**Challenge:** Select every line below that contains the word "slope" and copy each of those lines. Case counts, so uppercase and lowercase letters are treated as different.
▼
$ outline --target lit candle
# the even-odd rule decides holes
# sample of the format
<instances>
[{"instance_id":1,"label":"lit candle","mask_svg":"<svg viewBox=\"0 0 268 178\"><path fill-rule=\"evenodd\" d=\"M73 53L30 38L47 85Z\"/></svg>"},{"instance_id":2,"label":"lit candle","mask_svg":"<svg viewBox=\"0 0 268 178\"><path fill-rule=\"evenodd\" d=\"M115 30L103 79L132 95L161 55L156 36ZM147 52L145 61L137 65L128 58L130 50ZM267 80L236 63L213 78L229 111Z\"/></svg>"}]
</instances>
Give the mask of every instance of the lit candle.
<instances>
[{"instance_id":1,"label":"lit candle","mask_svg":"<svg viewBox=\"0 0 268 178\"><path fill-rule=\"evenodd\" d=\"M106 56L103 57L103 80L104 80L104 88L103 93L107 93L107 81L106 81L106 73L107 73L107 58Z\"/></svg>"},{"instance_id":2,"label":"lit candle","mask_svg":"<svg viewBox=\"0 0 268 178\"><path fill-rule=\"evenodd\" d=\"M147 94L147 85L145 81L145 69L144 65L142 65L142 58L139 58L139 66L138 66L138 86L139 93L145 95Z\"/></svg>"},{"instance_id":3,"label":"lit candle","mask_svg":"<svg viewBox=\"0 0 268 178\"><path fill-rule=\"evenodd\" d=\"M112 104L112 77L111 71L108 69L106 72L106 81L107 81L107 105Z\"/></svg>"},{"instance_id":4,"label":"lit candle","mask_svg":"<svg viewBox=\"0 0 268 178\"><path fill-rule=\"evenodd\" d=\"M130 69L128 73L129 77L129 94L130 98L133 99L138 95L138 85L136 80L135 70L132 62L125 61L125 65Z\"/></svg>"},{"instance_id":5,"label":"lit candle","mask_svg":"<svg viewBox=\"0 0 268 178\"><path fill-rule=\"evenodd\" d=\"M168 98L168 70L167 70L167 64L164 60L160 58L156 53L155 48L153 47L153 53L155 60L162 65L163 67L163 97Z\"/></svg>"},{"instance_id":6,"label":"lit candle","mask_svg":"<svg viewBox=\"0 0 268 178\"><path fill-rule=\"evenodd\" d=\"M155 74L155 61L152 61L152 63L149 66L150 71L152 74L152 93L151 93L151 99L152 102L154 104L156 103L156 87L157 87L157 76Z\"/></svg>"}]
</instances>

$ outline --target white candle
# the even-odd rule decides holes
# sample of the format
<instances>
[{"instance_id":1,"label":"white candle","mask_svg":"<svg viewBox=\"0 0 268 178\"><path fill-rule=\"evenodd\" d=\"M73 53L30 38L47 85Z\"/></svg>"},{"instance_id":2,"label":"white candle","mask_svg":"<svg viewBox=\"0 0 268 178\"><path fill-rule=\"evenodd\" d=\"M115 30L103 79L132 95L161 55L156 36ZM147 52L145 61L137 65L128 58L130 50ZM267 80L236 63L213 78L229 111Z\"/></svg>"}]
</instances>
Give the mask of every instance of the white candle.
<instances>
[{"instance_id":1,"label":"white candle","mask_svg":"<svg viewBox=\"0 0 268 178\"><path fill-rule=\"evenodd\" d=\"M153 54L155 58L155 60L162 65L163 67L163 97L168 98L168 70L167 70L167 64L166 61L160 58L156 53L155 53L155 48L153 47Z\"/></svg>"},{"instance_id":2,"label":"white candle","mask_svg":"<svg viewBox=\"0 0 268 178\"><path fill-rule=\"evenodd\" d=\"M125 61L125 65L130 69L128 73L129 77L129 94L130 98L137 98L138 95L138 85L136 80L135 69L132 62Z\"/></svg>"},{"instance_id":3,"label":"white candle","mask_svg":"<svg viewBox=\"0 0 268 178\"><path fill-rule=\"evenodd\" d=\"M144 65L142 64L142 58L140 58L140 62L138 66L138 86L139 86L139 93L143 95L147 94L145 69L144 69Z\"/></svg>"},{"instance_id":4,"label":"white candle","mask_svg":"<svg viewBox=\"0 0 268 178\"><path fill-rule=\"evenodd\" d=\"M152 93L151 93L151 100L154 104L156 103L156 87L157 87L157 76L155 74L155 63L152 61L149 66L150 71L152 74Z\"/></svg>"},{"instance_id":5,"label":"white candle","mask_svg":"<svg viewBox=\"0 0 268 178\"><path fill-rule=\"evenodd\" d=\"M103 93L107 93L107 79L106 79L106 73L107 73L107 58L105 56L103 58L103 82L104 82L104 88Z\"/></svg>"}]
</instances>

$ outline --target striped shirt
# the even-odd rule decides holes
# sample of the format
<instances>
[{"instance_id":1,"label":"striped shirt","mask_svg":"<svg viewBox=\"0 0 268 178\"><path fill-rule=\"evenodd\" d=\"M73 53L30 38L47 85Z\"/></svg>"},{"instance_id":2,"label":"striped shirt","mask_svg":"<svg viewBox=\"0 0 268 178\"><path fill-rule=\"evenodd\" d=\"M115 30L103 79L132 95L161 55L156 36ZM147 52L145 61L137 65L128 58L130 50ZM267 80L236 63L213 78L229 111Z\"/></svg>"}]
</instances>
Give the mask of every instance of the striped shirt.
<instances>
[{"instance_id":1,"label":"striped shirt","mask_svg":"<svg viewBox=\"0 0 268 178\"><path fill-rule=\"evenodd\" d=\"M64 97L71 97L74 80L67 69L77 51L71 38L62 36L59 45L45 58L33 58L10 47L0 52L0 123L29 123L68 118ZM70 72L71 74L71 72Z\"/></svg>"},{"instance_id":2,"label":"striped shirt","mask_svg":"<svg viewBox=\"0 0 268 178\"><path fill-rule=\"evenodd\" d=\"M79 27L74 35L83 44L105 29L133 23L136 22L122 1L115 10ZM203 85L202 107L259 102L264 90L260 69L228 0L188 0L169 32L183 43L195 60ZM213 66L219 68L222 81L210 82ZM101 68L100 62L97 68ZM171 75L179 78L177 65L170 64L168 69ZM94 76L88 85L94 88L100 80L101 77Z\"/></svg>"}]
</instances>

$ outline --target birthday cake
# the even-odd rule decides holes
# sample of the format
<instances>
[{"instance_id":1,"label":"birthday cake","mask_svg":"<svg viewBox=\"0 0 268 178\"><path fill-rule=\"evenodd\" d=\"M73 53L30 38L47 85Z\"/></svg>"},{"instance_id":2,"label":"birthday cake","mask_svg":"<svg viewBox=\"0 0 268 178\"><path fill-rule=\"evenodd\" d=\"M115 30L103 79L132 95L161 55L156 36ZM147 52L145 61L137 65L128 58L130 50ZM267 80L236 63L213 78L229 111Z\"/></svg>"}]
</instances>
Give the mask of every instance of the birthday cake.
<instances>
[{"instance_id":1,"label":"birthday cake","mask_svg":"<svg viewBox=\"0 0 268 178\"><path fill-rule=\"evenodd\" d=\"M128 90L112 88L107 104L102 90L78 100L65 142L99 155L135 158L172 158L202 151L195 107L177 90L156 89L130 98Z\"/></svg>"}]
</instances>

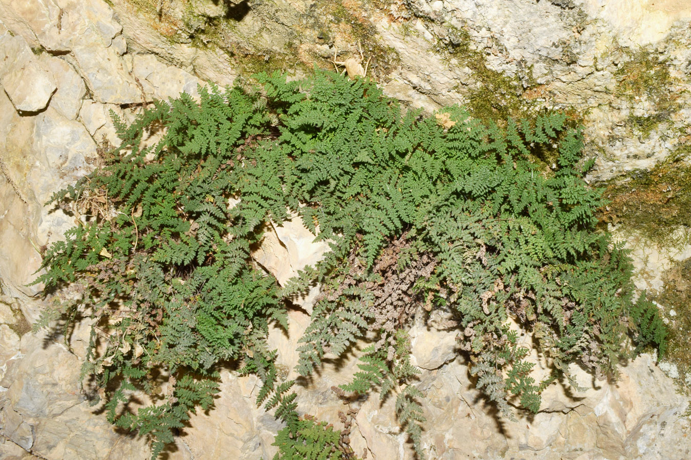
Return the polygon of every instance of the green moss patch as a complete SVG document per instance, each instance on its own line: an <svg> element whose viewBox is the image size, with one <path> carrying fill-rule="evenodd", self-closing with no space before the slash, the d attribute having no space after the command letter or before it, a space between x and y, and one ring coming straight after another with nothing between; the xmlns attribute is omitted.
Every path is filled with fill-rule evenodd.
<svg viewBox="0 0 691 460"><path fill-rule="evenodd" d="M612 183L601 220L655 241L661 248L688 243L691 230L691 166L682 160L691 147L678 149L651 170L636 170Z"/></svg>

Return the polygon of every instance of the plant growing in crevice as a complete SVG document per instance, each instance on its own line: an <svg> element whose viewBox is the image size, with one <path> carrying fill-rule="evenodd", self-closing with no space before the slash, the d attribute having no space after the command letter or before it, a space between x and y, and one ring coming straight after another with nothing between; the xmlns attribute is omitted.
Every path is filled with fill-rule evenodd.
<svg viewBox="0 0 691 460"><path fill-rule="evenodd" d="M151 437L153 457L190 412L211 407L220 369L238 366L259 376L257 403L285 423L277 458L339 458L338 432L301 416L266 341L270 322L286 328L282 298L315 282L323 291L297 370L309 375L370 333L361 372L343 388L395 392L421 457L405 333L421 309L454 312L478 387L509 416L507 398L537 410L549 383L531 379L509 315L556 376L568 378L571 362L615 374L629 335L662 345L655 307L632 301L625 252L596 231L603 201L583 180L591 162L565 115L500 128L460 107L404 113L373 83L327 72L256 80L261 92L201 88L200 101L157 101L131 126L116 117L120 147L53 199L104 202L46 251L37 282L61 306L43 323L93 318L84 372L94 398L117 425ZM142 146L154 127L161 140ZM532 161L540 147L558 153L553 168ZM289 211L332 250L281 290L252 248ZM161 378L167 391L156 397ZM136 412L133 388L151 395Z"/></svg>

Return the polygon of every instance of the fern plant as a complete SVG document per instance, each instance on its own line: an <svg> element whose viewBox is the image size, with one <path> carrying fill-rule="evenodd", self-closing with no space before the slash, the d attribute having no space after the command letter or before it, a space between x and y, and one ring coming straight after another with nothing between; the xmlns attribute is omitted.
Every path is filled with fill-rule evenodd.
<svg viewBox="0 0 691 460"><path fill-rule="evenodd" d="M265 339L270 322L287 326L283 299L316 282L297 370L370 334L375 345L343 388L395 392L420 457L404 331L421 310L454 312L478 388L509 417L511 399L538 410L570 363L616 375L632 352L663 351L664 325L637 297L626 252L596 227L604 201L583 181L592 161L565 115L500 128L457 106L406 112L363 79L256 81L156 101L129 126L115 117L120 146L52 201L80 223L46 253L36 282L57 303L41 323L93 319L83 372L93 399L150 436L153 457L212 406L220 367L238 363L263 381L258 404L285 423L280 458L338 458L337 432L301 416ZM547 158L557 160L545 170ZM332 250L281 290L252 251L263 226L289 212ZM531 377L509 316L553 366L547 380ZM151 403L136 412L135 392Z"/></svg>

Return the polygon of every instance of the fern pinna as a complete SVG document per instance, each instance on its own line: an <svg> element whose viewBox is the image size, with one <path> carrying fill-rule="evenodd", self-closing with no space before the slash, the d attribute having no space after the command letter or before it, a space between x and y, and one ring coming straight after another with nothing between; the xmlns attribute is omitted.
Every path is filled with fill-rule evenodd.
<svg viewBox="0 0 691 460"><path fill-rule="evenodd" d="M259 88L157 101L129 126L115 117L120 146L53 200L79 224L46 254L37 282L61 303L41 323L92 318L84 372L95 400L151 436L153 457L213 403L220 366L239 362L264 382L258 403L286 424L278 458L339 458L337 432L300 416L265 340L269 322L285 326L282 298L314 282L323 290L298 371L369 332L343 389L395 393L420 457L422 393L404 331L421 310L454 313L478 388L509 417L514 399L537 411L569 363L614 374L628 337L636 351L663 351L664 326L636 297L630 259L596 227L603 201L583 181L592 163L563 114L485 126L460 107L404 111L362 79L256 79ZM332 250L279 290L252 248L289 212ZM509 317L550 359L547 380L530 377ZM130 410L134 392L151 405Z"/></svg>

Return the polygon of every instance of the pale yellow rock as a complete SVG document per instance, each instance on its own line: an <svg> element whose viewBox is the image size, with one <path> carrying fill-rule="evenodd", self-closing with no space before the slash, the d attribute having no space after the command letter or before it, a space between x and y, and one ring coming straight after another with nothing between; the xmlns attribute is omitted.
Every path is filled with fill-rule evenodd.
<svg viewBox="0 0 691 460"><path fill-rule="evenodd" d="M41 54L40 59L44 67L53 73L57 85L57 90L50 99L50 107L63 117L75 119L86 93L84 80L64 59L48 53Z"/></svg>
<svg viewBox="0 0 691 460"><path fill-rule="evenodd" d="M671 26L691 18L687 0L580 0L584 10L621 37L645 45L663 39Z"/></svg>
<svg viewBox="0 0 691 460"><path fill-rule="evenodd" d="M144 94L117 51L93 43L85 37L84 44L75 45L72 53L94 100L114 104L143 102Z"/></svg>
<svg viewBox="0 0 691 460"><path fill-rule="evenodd" d="M0 324L0 379L5 375L7 363L19 352L19 336L7 324Z"/></svg>
<svg viewBox="0 0 691 460"><path fill-rule="evenodd" d="M17 110L28 112L46 108L57 88L26 41L9 32L0 35L0 83Z"/></svg>

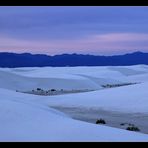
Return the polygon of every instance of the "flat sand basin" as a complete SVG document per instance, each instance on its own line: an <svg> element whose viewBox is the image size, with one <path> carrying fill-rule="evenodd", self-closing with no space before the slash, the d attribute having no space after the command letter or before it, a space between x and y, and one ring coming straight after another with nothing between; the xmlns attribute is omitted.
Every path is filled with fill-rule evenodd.
<svg viewBox="0 0 148 148"><path fill-rule="evenodd" d="M106 126L126 129L129 124L134 124L139 132L148 134L148 113L122 113L117 111L105 111L102 109L50 106L62 111L76 120L96 123L97 119L104 119ZM124 124L124 125L121 125Z"/></svg>

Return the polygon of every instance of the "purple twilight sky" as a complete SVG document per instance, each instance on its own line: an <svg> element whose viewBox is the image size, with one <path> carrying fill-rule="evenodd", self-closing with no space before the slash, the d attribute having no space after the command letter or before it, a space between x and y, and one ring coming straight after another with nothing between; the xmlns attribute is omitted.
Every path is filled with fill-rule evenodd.
<svg viewBox="0 0 148 148"><path fill-rule="evenodd" d="M148 52L148 6L0 6L0 52Z"/></svg>

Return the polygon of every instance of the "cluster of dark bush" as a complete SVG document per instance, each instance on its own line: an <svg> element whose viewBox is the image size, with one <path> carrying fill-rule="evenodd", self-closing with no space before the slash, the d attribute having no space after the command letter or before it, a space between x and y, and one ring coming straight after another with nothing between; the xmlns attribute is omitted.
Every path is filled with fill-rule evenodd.
<svg viewBox="0 0 148 148"><path fill-rule="evenodd" d="M104 119L98 119L96 121L96 124L106 124L105 120Z"/></svg>

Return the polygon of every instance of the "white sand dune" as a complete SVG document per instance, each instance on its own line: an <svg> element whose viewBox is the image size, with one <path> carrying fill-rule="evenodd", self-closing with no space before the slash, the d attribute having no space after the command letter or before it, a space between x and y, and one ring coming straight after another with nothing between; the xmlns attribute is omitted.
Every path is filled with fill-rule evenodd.
<svg viewBox="0 0 148 148"><path fill-rule="evenodd" d="M148 114L148 67L0 68L0 141L148 141L148 135L76 121L51 107ZM140 82L103 89L102 84ZM36 96L15 92L91 89L93 92Z"/></svg>

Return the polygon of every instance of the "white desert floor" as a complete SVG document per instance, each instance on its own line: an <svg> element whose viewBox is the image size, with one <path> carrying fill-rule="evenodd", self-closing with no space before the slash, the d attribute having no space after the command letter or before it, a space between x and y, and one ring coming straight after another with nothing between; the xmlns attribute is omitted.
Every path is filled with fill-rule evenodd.
<svg viewBox="0 0 148 148"><path fill-rule="evenodd" d="M138 84L101 86L121 83ZM16 92L36 88L94 91ZM0 141L148 141L147 90L147 65L0 68ZM100 117L108 124L93 124ZM122 129L122 122L134 123L142 133Z"/></svg>

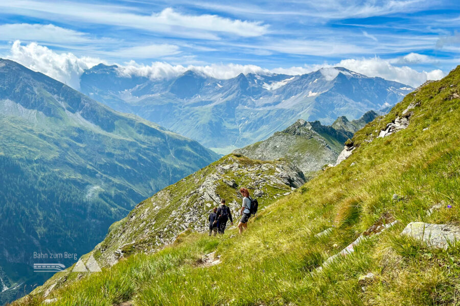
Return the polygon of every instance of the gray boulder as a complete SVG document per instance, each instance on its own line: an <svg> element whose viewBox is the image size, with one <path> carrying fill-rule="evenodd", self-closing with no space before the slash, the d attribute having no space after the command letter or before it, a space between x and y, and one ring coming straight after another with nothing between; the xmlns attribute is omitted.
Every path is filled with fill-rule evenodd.
<svg viewBox="0 0 460 306"><path fill-rule="evenodd" d="M423 240L438 248L447 249L449 242L460 240L460 227L449 224L411 222L401 234Z"/></svg>

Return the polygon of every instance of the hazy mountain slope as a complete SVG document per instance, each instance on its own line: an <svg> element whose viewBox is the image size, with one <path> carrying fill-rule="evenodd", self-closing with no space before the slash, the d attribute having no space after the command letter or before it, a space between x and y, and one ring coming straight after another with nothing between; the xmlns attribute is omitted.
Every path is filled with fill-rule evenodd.
<svg viewBox="0 0 460 306"><path fill-rule="evenodd" d="M140 203L110 226L104 241L83 260L93 254L101 266L111 266L132 254L154 252L186 230L206 232L209 213L221 198L226 200L236 225L241 218L240 187L257 195L263 210L304 182L302 172L285 160L263 162L228 155ZM71 272L73 268L57 273L41 292L74 280L78 273Z"/></svg>
<svg viewBox="0 0 460 306"><path fill-rule="evenodd" d="M34 252L86 252L142 199L218 158L6 60L0 127L0 266L29 276Z"/></svg>
<svg viewBox="0 0 460 306"><path fill-rule="evenodd" d="M114 66L88 69L81 76L82 90L116 109L227 151L266 139L299 118L324 124L340 116L356 119L394 105L413 90L342 67L297 76L240 74L228 80L192 71L153 80L121 73Z"/></svg>
<svg viewBox="0 0 460 306"><path fill-rule="evenodd" d="M375 137L402 116L406 128ZM267 208L242 236L184 235L48 298L56 305L456 305L458 240L440 248L431 244L439 234L426 238L429 245L401 233L413 221L459 225L458 122L460 66L357 132L348 159ZM43 299L36 293L31 304Z"/></svg>
<svg viewBox="0 0 460 306"><path fill-rule="evenodd" d="M335 164L344 143L377 116L371 111L359 119L352 121L340 117L331 126L322 125L317 121L309 122L299 119L267 139L234 152L264 161L286 158L308 176L325 165Z"/></svg>

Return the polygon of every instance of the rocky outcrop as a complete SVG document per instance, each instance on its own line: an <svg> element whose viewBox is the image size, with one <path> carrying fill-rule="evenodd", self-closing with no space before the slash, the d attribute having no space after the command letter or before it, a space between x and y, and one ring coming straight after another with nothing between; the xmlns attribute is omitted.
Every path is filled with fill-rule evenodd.
<svg viewBox="0 0 460 306"><path fill-rule="evenodd" d="M347 247L327 259L323 263L322 267L318 267L317 270L320 271L323 269L323 267L327 266L339 257L345 256L355 251L355 247L361 243L362 241L370 236L380 235L383 231L393 226L397 223L398 223L398 220L395 220L391 215L388 213L384 214L372 226L359 235L356 240L348 245Z"/></svg>
<svg viewBox="0 0 460 306"><path fill-rule="evenodd" d="M97 246L97 259L102 265L113 265L132 252L155 251L189 228L208 231L209 213L222 198L236 219L240 186L249 189L263 206L305 180L302 171L286 160L262 162L227 156L139 203Z"/></svg>
<svg viewBox="0 0 460 306"><path fill-rule="evenodd" d="M401 117L398 116L394 121L387 124L386 128L380 131L378 137L383 138L394 133L406 129L409 126L409 118L413 114L413 112L409 111L419 105L420 104L413 102L409 104L407 108L403 111L402 116Z"/></svg>
<svg viewBox="0 0 460 306"><path fill-rule="evenodd" d="M301 119L268 139L234 152L261 160L286 158L309 175L325 165L335 164L341 144L377 116L371 111L360 119L351 121L342 116L330 126Z"/></svg>
<svg viewBox="0 0 460 306"><path fill-rule="evenodd" d="M460 241L460 227L449 224L435 224L411 222L401 235L424 241L429 246L447 249L450 244Z"/></svg>
<svg viewBox="0 0 460 306"><path fill-rule="evenodd" d="M352 153L353 153L353 150L354 149L355 147L353 145L346 145L343 147L343 149L340 152L340 155L339 155L338 157L337 158L337 161L335 162L335 165L337 166L348 158L351 155Z"/></svg>

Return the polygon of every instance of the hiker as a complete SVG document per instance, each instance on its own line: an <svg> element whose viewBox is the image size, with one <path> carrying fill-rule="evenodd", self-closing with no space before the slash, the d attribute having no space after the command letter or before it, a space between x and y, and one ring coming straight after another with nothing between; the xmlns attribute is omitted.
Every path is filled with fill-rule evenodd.
<svg viewBox="0 0 460 306"><path fill-rule="evenodd" d="M243 231L247 230L247 220L249 220L249 217L251 216L251 197L249 194L249 190L246 188L241 187L240 188L240 193L243 196L243 206L241 207L241 210L240 214L241 215L241 219L240 220L240 223L238 223L238 228L240 230L240 234L243 233Z"/></svg>
<svg viewBox="0 0 460 306"><path fill-rule="evenodd" d="M213 209L213 211L209 214L209 236L211 235L213 231L214 232L214 237L217 234L217 208Z"/></svg>
<svg viewBox="0 0 460 306"><path fill-rule="evenodd" d="M222 205L217 209L217 221L219 223L217 232L220 234L223 235L227 226L227 221L229 219L233 225L233 218L232 217L232 213L230 212L230 208L225 206L225 199L220 200L220 203Z"/></svg>

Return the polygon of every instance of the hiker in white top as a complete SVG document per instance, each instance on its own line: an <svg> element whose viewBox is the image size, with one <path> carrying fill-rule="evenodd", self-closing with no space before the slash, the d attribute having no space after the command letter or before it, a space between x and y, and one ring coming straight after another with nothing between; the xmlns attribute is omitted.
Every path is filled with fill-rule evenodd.
<svg viewBox="0 0 460 306"><path fill-rule="evenodd" d="M251 199L249 191L246 188L242 187L240 188L240 193L244 197L243 206L241 207L241 210L240 212L240 214L241 215L241 219L240 220L240 223L238 223L238 228L240 230L240 234L241 234L243 231L247 230L247 220L251 216Z"/></svg>

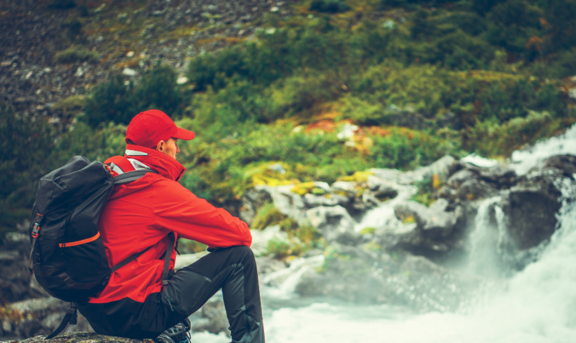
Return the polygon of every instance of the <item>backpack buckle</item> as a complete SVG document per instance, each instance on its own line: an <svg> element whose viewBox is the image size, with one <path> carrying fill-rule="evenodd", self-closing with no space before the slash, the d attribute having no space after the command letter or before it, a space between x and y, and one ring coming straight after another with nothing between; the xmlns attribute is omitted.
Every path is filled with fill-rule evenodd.
<svg viewBox="0 0 576 343"><path fill-rule="evenodd" d="M39 223L34 223L34 228L32 229L32 237L34 238L38 238L38 234L40 231L40 224Z"/></svg>

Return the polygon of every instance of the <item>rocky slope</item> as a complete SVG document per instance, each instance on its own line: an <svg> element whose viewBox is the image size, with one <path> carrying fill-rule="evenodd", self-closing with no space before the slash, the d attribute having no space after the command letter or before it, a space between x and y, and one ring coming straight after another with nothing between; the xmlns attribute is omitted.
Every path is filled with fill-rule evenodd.
<svg viewBox="0 0 576 343"><path fill-rule="evenodd" d="M414 171L372 169L356 181L315 182L303 194L293 191L293 185L258 187L243 200L242 216L250 222L272 202L300 225L313 225L326 242L323 250L279 260L269 255L269 242L289 244L287 232L278 225L253 230L260 282L269 296L326 296L407 305L418 311L454 311L466 305L470 292L487 287L479 277L484 271L466 265L476 253L470 237L479 235L479 216L484 215L483 235L501 266L497 272L519 270L538 259L554 232L563 182L571 182L575 172L572 155L549 158L521 176L505 165L483 168L445 156ZM429 178L438 180L440 198L427 206L411 198L414 185ZM367 224L374 227L366 229ZM25 272L29 243L21 228L8 236L0 255L3 300L12 303L0 309L5 337L47 334L68 308L46 296ZM181 255L176 268L206 253ZM464 268L451 264L453 257ZM220 299L191 319L193 331L229 334ZM67 330L91 331L82 317Z"/></svg>
<svg viewBox="0 0 576 343"><path fill-rule="evenodd" d="M111 73L128 69L125 75L137 79L160 62L183 75L190 58L249 39L263 14L286 17L293 1L87 1L84 13L80 6L50 7L58 2L0 1L0 102L53 122L71 119L51 109L53 104L83 94ZM57 63L56 54L70 47L97 58Z"/></svg>

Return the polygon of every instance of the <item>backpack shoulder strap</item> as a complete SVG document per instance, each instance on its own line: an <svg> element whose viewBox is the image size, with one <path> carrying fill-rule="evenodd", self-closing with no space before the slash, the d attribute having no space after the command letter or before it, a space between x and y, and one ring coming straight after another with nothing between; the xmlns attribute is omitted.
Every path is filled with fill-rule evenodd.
▲
**Response for this exercise:**
Return the polygon of every instance of the hazy mountain slope as a complete SVG document per instance, each instance on its own line: an <svg> element whose viewBox is the image size, with one <path> carrying fill-rule="evenodd", self-closing with no space before the slash, the d attribute having no space after the command letter or before it, a space between x and y, and one ring coming straight after another with nothing between; the xmlns attribute is omitted.
Return the polygon of every instance of the <item>rocky slope</item> as a complete SVG document per instance, each instance on its own line: an <svg> element whose viewBox is the image size, with one <path> carrying fill-rule="evenodd", self-closing with no space before the slash, the d attribute having no space after the command letter or before it, a space between x and y, and one ring coming straight after another with nothing between; the xmlns attribute is omitted.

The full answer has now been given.